[EXERCISE INSTRUCTIONS]
1 – Retype the part of the salt-and-alcohol excerpt that opens with the words containing "Shop for science" and closes with "is an oxymoron.".
2 – In the salt-and-alcohol excerpt, what does the first reply say mostly provides the energy in an energy drink?

[EXCERPT]

◆ ◆ ◆ ◆ ◆ ◆ ◆

Shop for science gear here: theactionlab.com/ I show you how salt can separate water and alcohol See the full video here: • How To Separate Alcoho... Subscribe to my other channel here: / theactionlab #shorts
@@moonliteX you do know sugar doesn't provide the energy in an energy drink that is provided by the caffeine possibly the other vitamins and amino acids present but mostly the caffeine. Contrary to popular belief sugar doesn't actually make you hyper
@@ZakkandtheJ no i'm talking about energy. as in fuel. as in carbohydrates. like the scientific definiton of "energy" those amino acids and caffeine don't have shit of pure "energy" thus an energy drink without energy is an oxymoron.

◆ ◆ ◆ ◆ ◆ ◆ ◆

[DATASET CONTENT]
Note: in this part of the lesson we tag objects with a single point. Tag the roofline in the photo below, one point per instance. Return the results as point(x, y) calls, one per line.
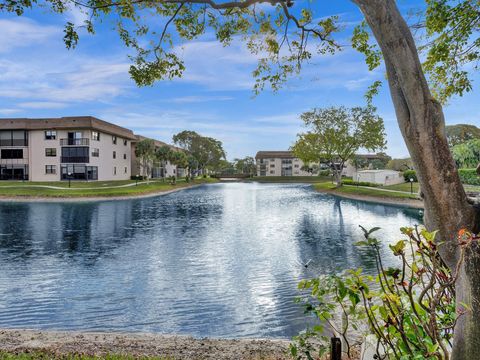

◆ ◆ ◆ ◆ ◆ ◆ ◆

[ANSWERS FOR THE TASKS]
1 –
Shop for science gear here: theactionlab.com/ I show you how salt can separate water and alcohol See the full video here: • How To Separate Alcoho... Subscribe to my other channel here: / theactionlab #shorts
@@moonliteX you do know sugar doesn't provide the energy in an energy drink that is provided by the caffeine possibly the other vitamins and amino acids present but mostly the caffeine. Contrary to popular belief sugar doesn't actually make you hyper
@@ZakkandtheJ no i'm talking about energy. as in fuel. as in carbohydrates. like the scientific definiton of "energy" those amino acids and caffeine don't have shit of pure "energy" thus an energy drink without energy is an oxymoron.

2 – Mostly the caffeine.